*Task goal*
Answer these questions from the Qwen3-TTS page:
1. Under what license is Qwen3-TTS released?
2. Which team builds Qwen3-TTS?
3. Since what year has CosyVoice been under active development?

Excerpted passage Block Start

Qwen3-TTS — Open-source speech synthesis with a single pip install

Open‑source TTS options have exploded and are hard to keep up with, but Qwen3‑TTS stands out for both ease of setup and Japanese quality. You don’t need ComfyUI or custom workflows—audio comes out with just a few lines of Python.

Repository: QwenLM/Qwen3-TTS
HuggingFace: Qwen/Qwen3-TTS-12Hz-1.7B-Base
Demo: Qwen/Qwen3-TTS
Paper: arXiv:2601.15621
License: Apache 2.0 (commercial use allowed)
Release date: January 22, 2026

Relationship to CosyVoice

There are two TTS project lines within Alibaba, so here’s a quick map.

Project	Team	Architecture
CosyVoice (1/2/3)	Tongyi Lab Speech Team	LLM + Flow Matching (DiT)
Qwen3-TTS	Qwen Team	Discrete multi‑codebook LM (no DiT)

CosyVoice has been under active development since 2024 and combines an LLM with DiT‑based flow matching. Qwen3‑TTS is built by a different team and adopts a discrete multi‑codebook LM architecture without DiT. The benchmarks explicitly compare against CosyVoice 3.

Excerpted passage Block End
Raw data Block Start

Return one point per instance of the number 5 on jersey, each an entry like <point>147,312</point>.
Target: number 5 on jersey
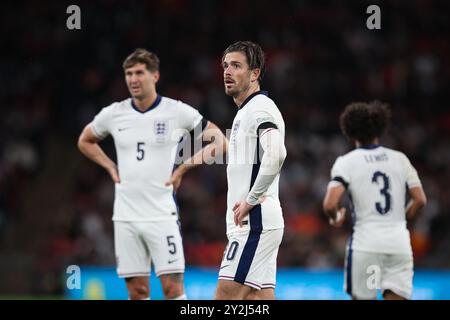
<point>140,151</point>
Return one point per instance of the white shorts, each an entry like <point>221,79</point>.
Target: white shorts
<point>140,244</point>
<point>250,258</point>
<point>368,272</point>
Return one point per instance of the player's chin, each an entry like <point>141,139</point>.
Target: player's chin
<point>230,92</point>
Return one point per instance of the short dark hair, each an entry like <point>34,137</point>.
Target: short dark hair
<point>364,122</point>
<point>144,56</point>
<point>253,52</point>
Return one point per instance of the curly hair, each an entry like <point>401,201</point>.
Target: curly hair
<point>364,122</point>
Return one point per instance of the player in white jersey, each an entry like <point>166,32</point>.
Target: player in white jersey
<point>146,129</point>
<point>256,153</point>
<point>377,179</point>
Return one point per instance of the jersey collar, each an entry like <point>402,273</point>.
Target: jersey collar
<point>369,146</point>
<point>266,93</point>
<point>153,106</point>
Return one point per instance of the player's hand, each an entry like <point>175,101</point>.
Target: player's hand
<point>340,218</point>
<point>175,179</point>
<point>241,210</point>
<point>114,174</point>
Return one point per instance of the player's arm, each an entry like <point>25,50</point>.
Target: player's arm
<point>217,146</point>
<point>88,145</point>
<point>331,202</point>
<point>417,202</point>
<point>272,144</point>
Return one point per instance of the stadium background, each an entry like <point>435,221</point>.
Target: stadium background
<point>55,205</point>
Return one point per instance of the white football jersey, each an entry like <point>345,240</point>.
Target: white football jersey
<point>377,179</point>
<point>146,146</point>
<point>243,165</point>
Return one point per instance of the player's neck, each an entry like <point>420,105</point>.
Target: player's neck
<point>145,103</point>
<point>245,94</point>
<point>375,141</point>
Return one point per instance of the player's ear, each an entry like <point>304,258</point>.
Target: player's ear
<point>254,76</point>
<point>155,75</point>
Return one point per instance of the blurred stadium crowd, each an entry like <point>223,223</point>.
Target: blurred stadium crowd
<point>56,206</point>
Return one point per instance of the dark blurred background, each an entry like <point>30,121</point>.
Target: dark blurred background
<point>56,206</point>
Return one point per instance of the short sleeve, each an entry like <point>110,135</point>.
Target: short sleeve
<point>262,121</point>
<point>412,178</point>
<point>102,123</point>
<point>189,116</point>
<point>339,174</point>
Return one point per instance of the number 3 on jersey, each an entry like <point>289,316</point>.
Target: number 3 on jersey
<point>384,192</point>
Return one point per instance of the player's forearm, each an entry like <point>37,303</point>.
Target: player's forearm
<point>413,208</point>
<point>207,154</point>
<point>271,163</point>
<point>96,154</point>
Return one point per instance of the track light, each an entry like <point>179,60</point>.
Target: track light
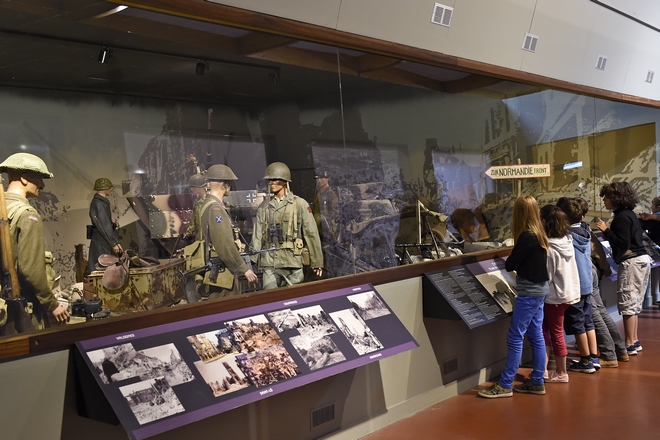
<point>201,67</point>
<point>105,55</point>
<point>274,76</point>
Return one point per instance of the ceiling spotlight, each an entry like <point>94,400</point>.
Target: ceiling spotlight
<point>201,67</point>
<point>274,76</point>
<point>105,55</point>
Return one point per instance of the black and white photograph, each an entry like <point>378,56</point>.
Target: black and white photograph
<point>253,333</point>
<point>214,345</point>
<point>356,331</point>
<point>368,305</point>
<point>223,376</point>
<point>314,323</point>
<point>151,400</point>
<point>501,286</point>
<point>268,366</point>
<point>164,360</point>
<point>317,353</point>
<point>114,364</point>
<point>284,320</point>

Raw data Block End

*Solution*
1. Apache 2.0, which allows commercial use.
2. The Qwen Team.
3. 2024.